## Short task:
Your task is to reproduce the material exactly.
····················
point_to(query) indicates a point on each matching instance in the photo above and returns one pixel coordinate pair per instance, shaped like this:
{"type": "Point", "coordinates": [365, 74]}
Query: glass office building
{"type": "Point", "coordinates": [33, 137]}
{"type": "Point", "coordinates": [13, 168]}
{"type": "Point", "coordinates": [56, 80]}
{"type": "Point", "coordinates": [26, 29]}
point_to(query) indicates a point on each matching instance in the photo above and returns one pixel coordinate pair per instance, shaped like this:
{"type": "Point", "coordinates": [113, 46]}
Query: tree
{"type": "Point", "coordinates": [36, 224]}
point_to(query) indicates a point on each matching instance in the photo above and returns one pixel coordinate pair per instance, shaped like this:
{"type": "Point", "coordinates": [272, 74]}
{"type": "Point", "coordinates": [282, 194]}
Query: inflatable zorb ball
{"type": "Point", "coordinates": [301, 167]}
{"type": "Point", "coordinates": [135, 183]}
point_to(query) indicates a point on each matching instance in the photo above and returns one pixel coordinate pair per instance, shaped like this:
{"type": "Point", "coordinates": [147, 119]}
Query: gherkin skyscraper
····················
## Complete answer:
point_to(query) indicates a point on each matching instance in the photo above and returns one pixel coordinate pair per instance, shaped like this:
{"type": "Point", "coordinates": [365, 74]}
Query: glass office building
{"type": "Point", "coordinates": [33, 137]}
{"type": "Point", "coordinates": [13, 168]}
{"type": "Point", "coordinates": [56, 80]}
{"type": "Point", "coordinates": [26, 29]}
point_to(query) indicates a point on each matching instance in the photo above and returns one pixel coordinate pair per instance, shaped like this:
{"type": "Point", "coordinates": [113, 46]}
Query: tree
{"type": "Point", "coordinates": [36, 224]}
point_to(query) indicates a point on each matching instance in the photo above and returns one pixel coordinate pair per instance, shaped like this:
{"type": "Point", "coordinates": [272, 74]}
{"type": "Point", "coordinates": [282, 194]}
Query: inflatable zorb ball
{"type": "Point", "coordinates": [301, 167]}
{"type": "Point", "coordinates": [135, 183]}
point_to(query) indicates a point on each matching instance in the photo above and returns one pixel coordinate pair per instance, shaped like this:
{"type": "Point", "coordinates": [147, 119]}
Query: gherkin skyscraper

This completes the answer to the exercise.